#### [SET TASK]
Format the records below as a Markdown table with two columns, "No." and "Entry." Give each line its own row and leave out blank lines.

(Dataset excerpt)
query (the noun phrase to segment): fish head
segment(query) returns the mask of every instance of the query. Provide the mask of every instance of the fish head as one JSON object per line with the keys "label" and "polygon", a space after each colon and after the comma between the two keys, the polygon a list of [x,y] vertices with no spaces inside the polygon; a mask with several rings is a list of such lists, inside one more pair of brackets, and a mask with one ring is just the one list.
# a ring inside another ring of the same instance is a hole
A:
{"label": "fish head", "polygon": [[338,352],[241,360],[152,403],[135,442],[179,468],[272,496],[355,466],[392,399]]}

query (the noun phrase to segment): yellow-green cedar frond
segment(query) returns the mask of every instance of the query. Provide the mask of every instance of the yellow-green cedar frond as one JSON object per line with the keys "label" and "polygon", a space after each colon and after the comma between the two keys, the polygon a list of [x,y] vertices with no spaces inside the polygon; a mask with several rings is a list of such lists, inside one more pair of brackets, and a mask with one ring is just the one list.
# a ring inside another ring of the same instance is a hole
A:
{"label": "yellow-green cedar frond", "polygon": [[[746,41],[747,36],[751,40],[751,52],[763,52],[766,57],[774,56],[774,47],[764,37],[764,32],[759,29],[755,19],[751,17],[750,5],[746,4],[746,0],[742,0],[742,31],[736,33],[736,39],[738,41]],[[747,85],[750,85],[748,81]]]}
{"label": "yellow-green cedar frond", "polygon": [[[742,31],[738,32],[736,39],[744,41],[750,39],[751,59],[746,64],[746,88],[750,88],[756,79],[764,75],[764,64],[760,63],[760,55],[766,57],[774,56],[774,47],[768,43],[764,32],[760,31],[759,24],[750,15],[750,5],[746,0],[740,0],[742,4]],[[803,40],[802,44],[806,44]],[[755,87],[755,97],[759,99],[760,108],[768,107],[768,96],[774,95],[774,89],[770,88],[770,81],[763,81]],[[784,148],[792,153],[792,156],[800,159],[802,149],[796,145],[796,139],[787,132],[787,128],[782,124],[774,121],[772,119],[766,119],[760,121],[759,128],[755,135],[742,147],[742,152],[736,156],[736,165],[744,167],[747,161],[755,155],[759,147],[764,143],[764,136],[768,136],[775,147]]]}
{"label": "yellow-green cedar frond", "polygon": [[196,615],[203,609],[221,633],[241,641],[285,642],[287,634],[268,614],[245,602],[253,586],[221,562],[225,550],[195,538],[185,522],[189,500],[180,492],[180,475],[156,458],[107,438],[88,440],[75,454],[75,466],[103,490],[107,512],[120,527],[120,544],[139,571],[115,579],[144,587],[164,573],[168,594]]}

#### [TASK ANSWER]
| No. | Entry |
|---|---|
| 1 | query (the noun phrase to segment): fish head |
| 2 | segment(query) returns the mask of every instance of the query. Provide the mask of every instance of the fish head as one JSON object per line with the keys "label" and "polygon", a space after each colon and after the comma between the two keys, the polygon a list of [x,y] vertices with no spaces inside the polygon; a mask with several rings is a list of such lists, inside one more pair of brackets, and a mask with one ring is just the one list. |
| 3 | # a ring inside another ring of the same instance is a hole |
| 4 | A: |
| 5 | {"label": "fish head", "polygon": [[338,352],[241,360],[152,403],[135,442],[179,468],[272,496],[355,466],[392,399]]} |
| 6 | query (the noun phrase to segment): yellow-green cedar frond |
| 7 | segment(query) returns the mask of every instance of the query. Provide the mask of every instance of the yellow-green cedar frond as one JSON object per line with the keys "label" and "polygon", a space after each colon and after the comma between the two keys, the polygon a list of [x,y] vertices with no spaces inside the polygon; a mask with several rings is a list of such lists, inside one more pair of brackets, and a mask with one ring is just the one list. |
| 8 | # a ring inside another ring of the same instance is a hole |
| 9 | A: |
| 10 | {"label": "yellow-green cedar frond", "polygon": [[[746,41],[747,36],[751,40],[751,52],[763,52],[766,57],[774,56],[774,47],[764,37],[764,32],[759,29],[755,19],[751,17],[750,5],[746,4],[746,0],[742,0],[742,31],[736,33],[736,39],[738,41]],[[747,85],[750,85],[748,81]]]} |
| 11 | {"label": "yellow-green cedar frond", "polygon": [[[742,31],[738,32],[736,39],[744,41],[750,39],[751,59],[746,64],[746,88],[750,88],[756,79],[764,75],[764,64],[760,63],[760,55],[766,57],[774,56],[774,47],[768,43],[764,32],[760,31],[759,24],[750,15],[750,5],[746,0],[740,0],[742,4]],[[803,40],[802,44],[806,44]],[[755,87],[755,97],[759,99],[760,108],[768,107],[768,96],[774,95],[774,89],[770,88],[770,81],[763,81]],[[784,148],[792,153],[792,156],[800,159],[802,149],[796,145],[796,139],[787,132],[787,128],[782,124],[774,121],[772,119],[766,119],[760,121],[759,128],[755,135],[742,147],[742,152],[736,156],[736,165],[744,167],[747,161],[755,155],[759,147],[764,143],[764,136],[768,136],[775,147]]]} |
| 12 | {"label": "yellow-green cedar frond", "polygon": [[196,615],[203,609],[221,633],[241,641],[285,642],[287,634],[268,614],[245,602],[253,586],[221,562],[225,550],[195,538],[185,522],[189,500],[180,492],[180,475],[156,458],[107,438],[88,440],[75,454],[75,466],[103,490],[107,512],[120,527],[120,544],[139,571],[115,579],[144,587],[164,573],[168,594]]} |